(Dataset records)
▼▼▼
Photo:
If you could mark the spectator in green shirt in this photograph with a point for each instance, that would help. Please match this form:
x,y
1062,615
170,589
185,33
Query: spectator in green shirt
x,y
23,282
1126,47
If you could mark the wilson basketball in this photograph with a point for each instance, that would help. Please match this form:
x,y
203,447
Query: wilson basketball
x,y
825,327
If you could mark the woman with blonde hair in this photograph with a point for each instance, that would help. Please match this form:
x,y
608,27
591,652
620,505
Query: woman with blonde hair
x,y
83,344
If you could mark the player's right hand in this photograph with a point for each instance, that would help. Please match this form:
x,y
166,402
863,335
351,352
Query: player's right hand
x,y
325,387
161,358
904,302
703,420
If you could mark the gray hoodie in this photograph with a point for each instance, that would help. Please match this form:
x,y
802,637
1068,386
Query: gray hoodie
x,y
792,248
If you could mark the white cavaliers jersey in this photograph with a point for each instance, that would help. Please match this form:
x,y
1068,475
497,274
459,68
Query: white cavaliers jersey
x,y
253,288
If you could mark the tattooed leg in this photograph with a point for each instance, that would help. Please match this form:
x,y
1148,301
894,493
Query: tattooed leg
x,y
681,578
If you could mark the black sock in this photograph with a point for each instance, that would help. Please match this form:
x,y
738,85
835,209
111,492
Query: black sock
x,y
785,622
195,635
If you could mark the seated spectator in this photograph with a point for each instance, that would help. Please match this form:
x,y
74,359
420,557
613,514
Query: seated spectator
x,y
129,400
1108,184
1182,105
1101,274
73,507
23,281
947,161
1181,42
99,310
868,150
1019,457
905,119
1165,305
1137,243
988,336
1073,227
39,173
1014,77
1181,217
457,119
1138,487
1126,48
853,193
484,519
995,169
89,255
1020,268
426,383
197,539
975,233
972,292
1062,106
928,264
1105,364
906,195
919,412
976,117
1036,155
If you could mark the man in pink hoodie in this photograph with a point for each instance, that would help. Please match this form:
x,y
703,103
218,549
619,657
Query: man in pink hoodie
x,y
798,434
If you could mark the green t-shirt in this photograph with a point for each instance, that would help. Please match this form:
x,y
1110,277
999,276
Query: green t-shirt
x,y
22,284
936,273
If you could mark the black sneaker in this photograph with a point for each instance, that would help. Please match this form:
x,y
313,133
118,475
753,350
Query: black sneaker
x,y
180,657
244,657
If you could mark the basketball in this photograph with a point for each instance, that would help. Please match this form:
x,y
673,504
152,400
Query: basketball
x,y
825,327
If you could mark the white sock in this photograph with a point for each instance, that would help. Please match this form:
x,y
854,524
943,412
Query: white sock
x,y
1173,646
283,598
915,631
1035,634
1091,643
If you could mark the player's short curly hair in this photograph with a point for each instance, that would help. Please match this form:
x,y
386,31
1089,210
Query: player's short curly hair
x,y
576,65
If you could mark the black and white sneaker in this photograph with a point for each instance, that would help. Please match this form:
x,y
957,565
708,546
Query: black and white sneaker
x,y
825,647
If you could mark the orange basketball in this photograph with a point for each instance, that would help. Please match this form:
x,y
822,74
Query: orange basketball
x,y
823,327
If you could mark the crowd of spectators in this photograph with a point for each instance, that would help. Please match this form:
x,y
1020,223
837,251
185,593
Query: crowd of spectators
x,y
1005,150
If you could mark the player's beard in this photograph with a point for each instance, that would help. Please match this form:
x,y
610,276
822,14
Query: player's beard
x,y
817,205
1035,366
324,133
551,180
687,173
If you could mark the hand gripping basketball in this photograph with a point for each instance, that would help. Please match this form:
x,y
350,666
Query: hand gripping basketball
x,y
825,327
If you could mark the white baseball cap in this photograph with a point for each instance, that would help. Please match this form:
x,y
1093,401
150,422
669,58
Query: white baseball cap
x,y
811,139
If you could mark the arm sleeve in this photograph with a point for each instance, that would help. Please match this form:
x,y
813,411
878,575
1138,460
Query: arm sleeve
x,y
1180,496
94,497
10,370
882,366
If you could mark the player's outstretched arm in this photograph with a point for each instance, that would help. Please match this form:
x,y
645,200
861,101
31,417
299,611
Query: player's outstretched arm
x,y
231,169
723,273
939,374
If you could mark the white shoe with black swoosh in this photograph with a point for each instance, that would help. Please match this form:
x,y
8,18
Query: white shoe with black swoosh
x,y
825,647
▲▲▲
- EXERCISE REQUIREMENTS -
Nothing is to be left out; reproduce each record exactly.

- ANSWER BOX -
Photo:
If you could mark the spectator in green shirt in this photograph with a point for each instance, that would help. Please match this form:
x,y
1062,615
170,589
185,33
Query: spectator in green shirt
x,y
23,282
1126,47
If you could mark the wilson basketball in this photograph with a point for each instance, that would help. Please match this form:
x,y
203,447
Query: wilson basketball
x,y
825,327
If you could mark the woman with blonde hair in this photograph with a point for each instance, that would help. Please match this form:
x,y
608,27
591,652
620,505
Query: woman with blonde hair
x,y
83,344
If you could mark the player's right hand in this photograph with a point for each instance, that would help. Please match this form:
x,y
166,402
863,335
351,352
Query: player's right hand
x,y
325,387
161,358
904,302
703,420
If you could mark the gray hoodie in this photograph with a point for each instance, that would help. Please match this form:
x,y
802,637
1068,386
Query: gray hoodie
x,y
792,248
If you could mark the white cavaliers jersey in this photograph with a point for each instance, that would help. Please match this form:
x,y
1068,475
497,274
459,68
Query: white cavaliers jersey
x,y
253,288
If you could mark the tattooed leg in this photograph with a point for each instance, that would help. Please match this form:
x,y
1148,301
894,493
Query: tattooed leg
x,y
681,578
If you could mark the black sock in this photograph with a point for each instance, that would help. Please match this form:
x,y
738,85
835,209
111,492
Query: black sock
x,y
785,622
195,635
If you could mark the seated spectator in this photograph with a point for each instance, that would help. Please match this form:
x,y
74,359
420,557
613,514
Query: seated spectator
x,y
129,400
1108,184
1182,105
1101,274
73,507
23,281
947,161
1181,42
99,310
868,150
1019,457
905,119
1165,305
1137,243
988,336
1073,227
39,173
1014,77
1181,217
457,119
1138,487
1126,48
853,193
484,519
995,169
89,255
1020,268
426,383
197,539
975,233
972,292
1062,106
928,264
1105,364
906,195
919,412
976,117
1036,155
If you could mark the man in pink hoodie in this photograph with a point for each instance, that would help. Please match this form:
x,y
703,103
218,549
619,657
Query: man in pink hoodie
x,y
798,434
If you could mark the green t-shirt in this photograph with a point for each instance, that would help. Please match this form:
x,y
1110,277
999,276
Query: green t-shirt
x,y
22,284
936,273
If you could mark the black sneaker in this photograph with a point for each instance, that would help. Please match this form:
x,y
313,133
118,475
753,350
Query: black sneaker
x,y
180,657
244,657
If you could mark the basketball in this photograph with a point for each instance, that would help. Please match this form:
x,y
673,504
152,400
Query: basketball
x,y
825,327
If you could mark the white sock in this photograph with a point for each instance, that would help. Please match this form:
x,y
854,524
943,412
Query: white sock
x,y
1173,646
283,598
915,631
1035,634
1091,643
If you could mark the player's short curly hair in this photograph with a point for each instance, that would help. Please match this form:
x,y
386,31
1089,210
Query: player's short curly hair
x,y
576,65
If you could mark the black and white sneaker in this photograph with a point for each instance, that would help. Please match this form:
x,y
957,565
708,546
Query: black and white sneaker
x,y
825,647
If you could mark the orange basketball in this photograph with a point for each instance, that would help. Please match this form:
x,y
822,74
Query: orange basketball
x,y
823,327
If you could mark the crowd of spectators in this photograph with a point for each instance, that would help. Please match this form:
x,y
1020,223
837,251
185,593
Query: crowd of spectators
x,y
1005,150
If you could mark the player's beard in this photograph with a point for each instance, that would help. Please match this form:
x,y
610,276
822,14
Query: player's beard
x,y
817,205
1035,366
324,133
551,180
687,173
If you could mark the hand gripping basketball in this photograph with a point for each instance, that would help. Please match this form:
x,y
350,666
Query: hand gripping basketball
x,y
825,327
If you could mark the white baseball cap in this photograph with a point for each instance, that would help. Please match this form:
x,y
1093,401
150,422
669,58
Query: white baseball cap
x,y
811,139
If you could mark the arm sleeve in this photograph with a point for each instance, that would help. Please match this form:
x,y
813,411
878,575
1138,460
Query: arm sleeve
x,y
1180,496
94,497
10,370
882,366
If you could mark the player's outstretched arm in this photograph with a point for each instance, that would help. Please match this form:
x,y
645,200
861,101
31,417
299,611
Query: player's outstretched arm
x,y
231,169
723,273
939,374
If you could mark the white shoe with black swoosh in this photograph with a point for each instance, that would help. Please match this form:
x,y
8,18
Query: white shoe with black swoosh
x,y
825,647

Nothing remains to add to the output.